## Pointing dataset excerpts
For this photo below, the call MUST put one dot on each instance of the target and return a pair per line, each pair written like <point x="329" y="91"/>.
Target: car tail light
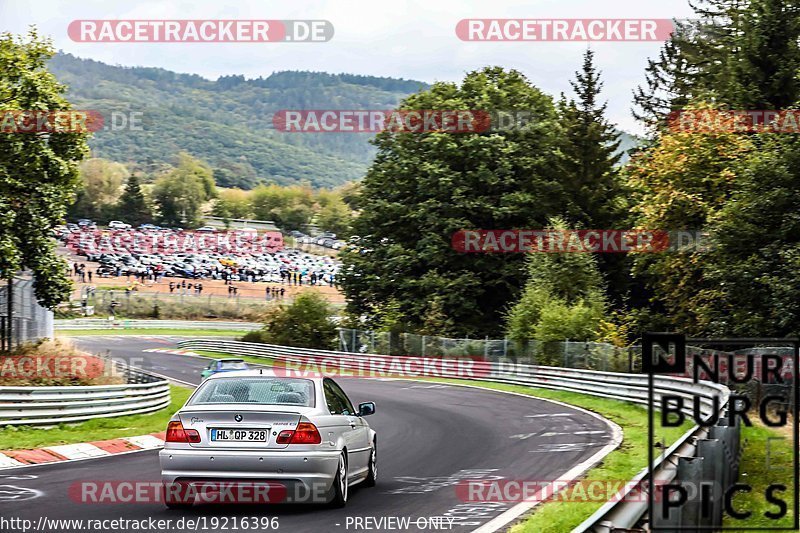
<point x="305" y="433"/>
<point x="176" y="433"/>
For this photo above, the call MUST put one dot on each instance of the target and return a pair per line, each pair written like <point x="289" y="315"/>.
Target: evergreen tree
<point x="38" y="173"/>
<point x="422" y="188"/>
<point x="563" y="297"/>
<point x="589" y="149"/>
<point x="768" y="72"/>
<point x="132" y="206"/>
<point x="755" y="263"/>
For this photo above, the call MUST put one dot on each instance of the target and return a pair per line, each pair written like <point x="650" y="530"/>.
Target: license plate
<point x="240" y="435"/>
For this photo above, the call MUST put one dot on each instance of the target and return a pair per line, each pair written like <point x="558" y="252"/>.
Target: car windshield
<point x="263" y="391"/>
<point x="233" y="365"/>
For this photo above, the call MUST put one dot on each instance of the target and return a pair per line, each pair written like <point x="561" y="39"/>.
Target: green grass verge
<point x="27" y="437"/>
<point x="246" y="358"/>
<point x="152" y="331"/>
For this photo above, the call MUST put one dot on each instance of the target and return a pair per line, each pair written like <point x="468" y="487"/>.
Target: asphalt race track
<point x="429" y="437"/>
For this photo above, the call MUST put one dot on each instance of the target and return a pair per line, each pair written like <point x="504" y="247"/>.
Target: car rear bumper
<point x="307" y="476"/>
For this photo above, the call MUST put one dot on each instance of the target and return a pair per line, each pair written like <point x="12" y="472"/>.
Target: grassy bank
<point x="152" y="331"/>
<point x="27" y="437"/>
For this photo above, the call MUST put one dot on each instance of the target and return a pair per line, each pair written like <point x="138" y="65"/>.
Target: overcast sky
<point x="402" y="38"/>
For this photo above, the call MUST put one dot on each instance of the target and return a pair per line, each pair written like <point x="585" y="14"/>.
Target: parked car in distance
<point x="223" y="365"/>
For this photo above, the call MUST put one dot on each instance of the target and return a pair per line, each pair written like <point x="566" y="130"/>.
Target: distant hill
<point x="228" y="122"/>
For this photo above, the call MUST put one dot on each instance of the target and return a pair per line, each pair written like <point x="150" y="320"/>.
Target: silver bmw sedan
<point x="254" y="437"/>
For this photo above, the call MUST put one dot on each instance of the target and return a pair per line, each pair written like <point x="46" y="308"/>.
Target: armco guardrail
<point x="700" y="454"/>
<point x="99" y="323"/>
<point x="143" y="393"/>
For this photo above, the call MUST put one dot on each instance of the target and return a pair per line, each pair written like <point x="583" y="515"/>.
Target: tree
<point x="38" y="171"/>
<point x="132" y="206"/>
<point x="233" y="203"/>
<point x="768" y="72"/>
<point x="333" y="214"/>
<point x="744" y="54"/>
<point x="563" y="297"/>
<point x="289" y="207"/>
<point x="424" y="187"/>
<point x="102" y="182"/>
<point x="755" y="261"/>
<point x="590" y="147"/>
<point x="181" y="193"/>
<point x="681" y="183"/>
<point x="306" y="323"/>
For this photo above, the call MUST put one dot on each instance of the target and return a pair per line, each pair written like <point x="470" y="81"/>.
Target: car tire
<point x="172" y="502"/>
<point x="372" y="468"/>
<point x="341" y="489"/>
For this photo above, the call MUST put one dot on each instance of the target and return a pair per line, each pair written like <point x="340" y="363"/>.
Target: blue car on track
<point x="223" y="365"/>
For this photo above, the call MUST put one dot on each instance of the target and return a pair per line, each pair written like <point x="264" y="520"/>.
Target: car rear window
<point x="262" y="391"/>
<point x="233" y="365"/>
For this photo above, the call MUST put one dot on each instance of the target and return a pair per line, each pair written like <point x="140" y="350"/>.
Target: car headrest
<point x="221" y="398"/>
<point x="295" y="398"/>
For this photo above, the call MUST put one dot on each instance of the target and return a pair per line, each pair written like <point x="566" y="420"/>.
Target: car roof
<point x="259" y="373"/>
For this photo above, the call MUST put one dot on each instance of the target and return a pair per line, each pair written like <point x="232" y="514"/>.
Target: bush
<point x="306" y="323"/>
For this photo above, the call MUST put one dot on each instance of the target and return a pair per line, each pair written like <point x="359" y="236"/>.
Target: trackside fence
<point x="701" y="454"/>
<point x="142" y="393"/>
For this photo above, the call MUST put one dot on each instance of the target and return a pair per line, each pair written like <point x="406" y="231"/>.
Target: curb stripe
<point x="81" y="451"/>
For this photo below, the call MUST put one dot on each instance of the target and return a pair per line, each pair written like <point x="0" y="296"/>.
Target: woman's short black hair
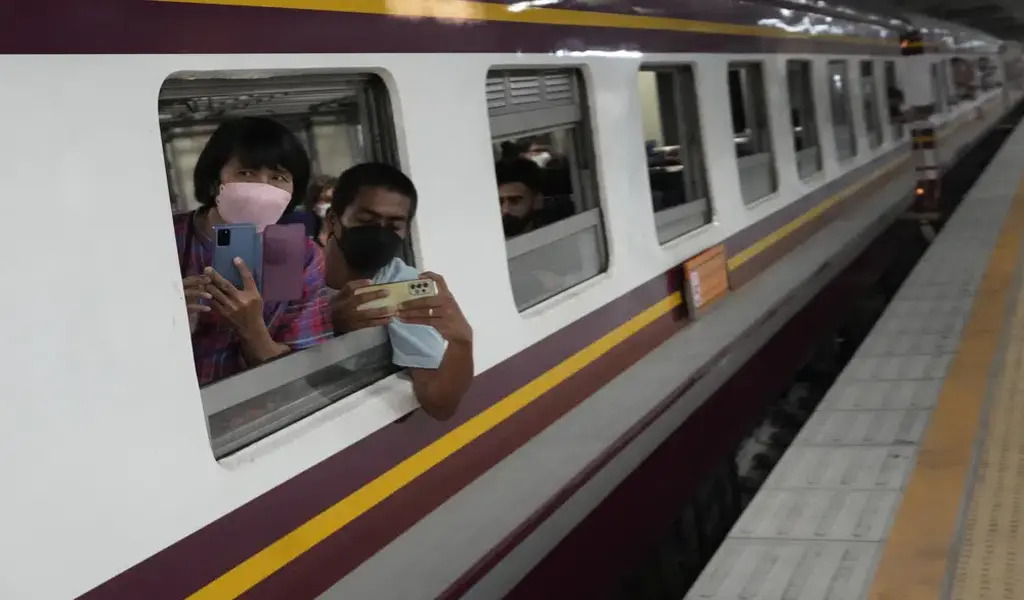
<point x="372" y="175"/>
<point x="522" y="171"/>
<point x="257" y="142"/>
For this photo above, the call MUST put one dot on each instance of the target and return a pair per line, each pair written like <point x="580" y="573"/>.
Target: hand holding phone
<point x="363" y="304"/>
<point x="397" y="293"/>
<point x="232" y="242"/>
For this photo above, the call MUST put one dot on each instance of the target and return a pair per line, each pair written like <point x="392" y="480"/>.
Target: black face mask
<point x="369" y="248"/>
<point x="513" y="225"/>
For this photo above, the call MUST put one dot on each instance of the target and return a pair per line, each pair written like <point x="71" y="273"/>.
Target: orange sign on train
<point x="707" y="277"/>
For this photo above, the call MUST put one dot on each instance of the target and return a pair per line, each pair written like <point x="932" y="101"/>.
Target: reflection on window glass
<point x="895" y="97"/>
<point x="673" y="151"/>
<point x="805" y="123"/>
<point x="869" y="93"/>
<point x="245" y="159"/>
<point x="842" y="114"/>
<point x="752" y="130"/>
<point x="547" y="193"/>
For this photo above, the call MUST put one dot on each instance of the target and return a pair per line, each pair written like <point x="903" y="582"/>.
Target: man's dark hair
<point x="379" y="175"/>
<point x="519" y="171"/>
<point x="257" y="142"/>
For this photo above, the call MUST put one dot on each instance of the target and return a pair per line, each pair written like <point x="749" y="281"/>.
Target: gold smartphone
<point x="398" y="292"/>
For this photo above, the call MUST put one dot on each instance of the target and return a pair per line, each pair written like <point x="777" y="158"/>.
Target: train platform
<point x="907" y="482"/>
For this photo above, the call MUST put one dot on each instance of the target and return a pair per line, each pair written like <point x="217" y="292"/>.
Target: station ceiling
<point x="1003" y="18"/>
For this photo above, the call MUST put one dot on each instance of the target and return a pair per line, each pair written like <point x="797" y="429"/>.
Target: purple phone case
<point x="284" y="262"/>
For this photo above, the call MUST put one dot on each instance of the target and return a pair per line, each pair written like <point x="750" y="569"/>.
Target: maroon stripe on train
<point x="653" y="500"/>
<point x="753" y="233"/>
<point x="65" y="27"/>
<point x="206" y="554"/>
<point x="313" y="572"/>
<point x="201" y="557"/>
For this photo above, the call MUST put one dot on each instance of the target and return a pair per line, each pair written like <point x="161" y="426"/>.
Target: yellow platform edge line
<point x="915" y="557"/>
<point x="261" y="565"/>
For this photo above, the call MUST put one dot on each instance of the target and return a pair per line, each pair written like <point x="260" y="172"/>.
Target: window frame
<point x="762" y="133"/>
<point x="582" y="158"/>
<point x="302" y="382"/>
<point x="897" y="129"/>
<point x="847" y="104"/>
<point x="811" y="116"/>
<point x="869" y="104"/>
<point x="686" y="126"/>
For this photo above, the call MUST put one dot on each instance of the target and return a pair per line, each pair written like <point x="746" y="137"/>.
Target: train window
<point x="337" y="121"/>
<point x="894" y="94"/>
<point x="752" y="131"/>
<point x="547" y="188"/>
<point x="949" y="71"/>
<point x="842" y="113"/>
<point x="674" y="151"/>
<point x="869" y="93"/>
<point x="805" y="123"/>
<point x="939" y="87"/>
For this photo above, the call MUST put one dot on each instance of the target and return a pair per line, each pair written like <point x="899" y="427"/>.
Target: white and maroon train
<point x="681" y="127"/>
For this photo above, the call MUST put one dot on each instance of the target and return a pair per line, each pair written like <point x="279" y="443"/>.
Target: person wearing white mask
<point x="252" y="171"/>
<point x="316" y="204"/>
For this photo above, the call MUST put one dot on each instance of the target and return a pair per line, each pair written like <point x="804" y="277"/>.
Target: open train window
<point x="674" y="151"/>
<point x="895" y="96"/>
<point x="869" y="93"/>
<point x="752" y="131"/>
<point x="842" y="113"/>
<point x="804" y="117"/>
<point x="339" y="120"/>
<point x="547" y="189"/>
<point x="939" y="87"/>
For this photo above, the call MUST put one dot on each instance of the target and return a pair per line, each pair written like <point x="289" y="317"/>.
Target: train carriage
<point x="699" y="145"/>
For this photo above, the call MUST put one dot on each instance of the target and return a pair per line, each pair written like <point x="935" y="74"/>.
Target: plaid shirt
<point x="299" y="324"/>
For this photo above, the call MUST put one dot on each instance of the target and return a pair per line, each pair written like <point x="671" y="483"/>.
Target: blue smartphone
<point x="237" y="241"/>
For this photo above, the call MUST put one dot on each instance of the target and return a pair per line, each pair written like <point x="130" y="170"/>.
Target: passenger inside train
<point x="316" y="204"/>
<point x="519" y="195"/>
<point x="252" y="170"/>
<point x="367" y="225"/>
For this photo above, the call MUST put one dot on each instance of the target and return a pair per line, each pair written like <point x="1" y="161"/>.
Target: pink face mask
<point x="256" y="204"/>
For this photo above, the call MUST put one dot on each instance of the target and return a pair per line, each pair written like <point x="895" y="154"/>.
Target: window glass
<point x="965" y="78"/>
<point x="752" y="131"/>
<point x="939" y="87"/>
<point x="803" y="118"/>
<point x="842" y="114"/>
<point x="673" y="148"/>
<point x="547" y="189"/>
<point x="896" y="99"/>
<point x="948" y="72"/>
<point x="338" y="121"/>
<point x="869" y="94"/>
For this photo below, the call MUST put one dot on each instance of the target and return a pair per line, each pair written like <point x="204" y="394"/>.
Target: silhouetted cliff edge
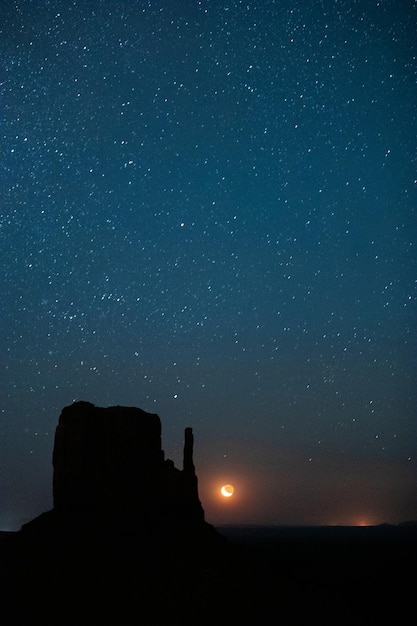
<point x="126" y="541"/>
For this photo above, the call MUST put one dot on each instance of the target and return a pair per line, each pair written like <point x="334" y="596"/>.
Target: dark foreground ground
<point x="283" y="576"/>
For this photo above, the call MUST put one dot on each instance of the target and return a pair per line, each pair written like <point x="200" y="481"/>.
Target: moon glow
<point x="227" y="490"/>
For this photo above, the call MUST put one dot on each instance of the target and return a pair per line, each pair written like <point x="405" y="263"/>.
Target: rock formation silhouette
<point x="108" y="462"/>
<point x="126" y="540"/>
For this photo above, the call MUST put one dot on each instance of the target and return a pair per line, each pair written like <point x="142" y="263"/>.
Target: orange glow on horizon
<point x="227" y="491"/>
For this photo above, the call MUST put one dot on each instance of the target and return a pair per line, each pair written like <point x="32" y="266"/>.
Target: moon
<point x="227" y="491"/>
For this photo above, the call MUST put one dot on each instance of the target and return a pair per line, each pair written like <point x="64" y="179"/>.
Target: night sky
<point x="208" y="210"/>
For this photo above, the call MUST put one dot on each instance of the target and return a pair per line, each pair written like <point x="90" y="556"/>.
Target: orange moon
<point x="227" y="491"/>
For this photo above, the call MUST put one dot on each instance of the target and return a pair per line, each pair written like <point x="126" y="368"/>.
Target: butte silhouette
<point x="126" y="540"/>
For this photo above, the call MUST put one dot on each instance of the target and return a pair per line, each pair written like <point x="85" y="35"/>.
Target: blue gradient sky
<point x="208" y="210"/>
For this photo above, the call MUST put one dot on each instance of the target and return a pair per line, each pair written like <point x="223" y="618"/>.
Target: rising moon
<point x="227" y="490"/>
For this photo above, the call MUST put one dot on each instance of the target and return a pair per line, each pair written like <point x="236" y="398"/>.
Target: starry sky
<point x="208" y="210"/>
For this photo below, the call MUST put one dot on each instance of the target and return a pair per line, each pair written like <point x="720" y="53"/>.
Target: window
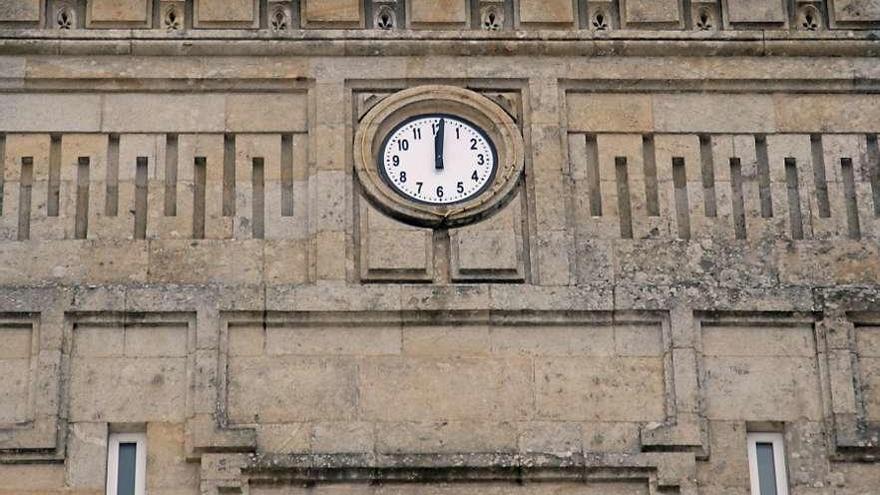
<point x="767" y="464"/>
<point x="126" y="464"/>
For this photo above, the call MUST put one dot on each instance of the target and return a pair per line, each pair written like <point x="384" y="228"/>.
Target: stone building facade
<point x="689" y="256"/>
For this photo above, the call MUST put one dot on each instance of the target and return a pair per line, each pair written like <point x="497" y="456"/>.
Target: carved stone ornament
<point x="454" y="103"/>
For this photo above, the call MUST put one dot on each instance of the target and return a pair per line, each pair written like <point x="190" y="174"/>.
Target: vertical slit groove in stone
<point x="682" y="207"/>
<point x="764" y="177"/>
<point x="81" y="229"/>
<point x="2" y="169"/>
<point x="707" y="164"/>
<point x="794" y="199"/>
<point x="171" y="175"/>
<point x="259" y="198"/>
<point x="24" y="198"/>
<point x="738" y="204"/>
<point x="54" y="190"/>
<point x="849" y="194"/>
<point x="287" y="175"/>
<point x="111" y="204"/>
<point x="819" y="177"/>
<point x="624" y="205"/>
<point x="229" y="175"/>
<point x="200" y="177"/>
<point x="874" y="171"/>
<point x="593" y="178"/>
<point x="651" y="194"/>
<point x="141" y="191"/>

## Written request
Tally the lines in the items above that contain the string "smartphone" and give only that number.

## Response to this task
2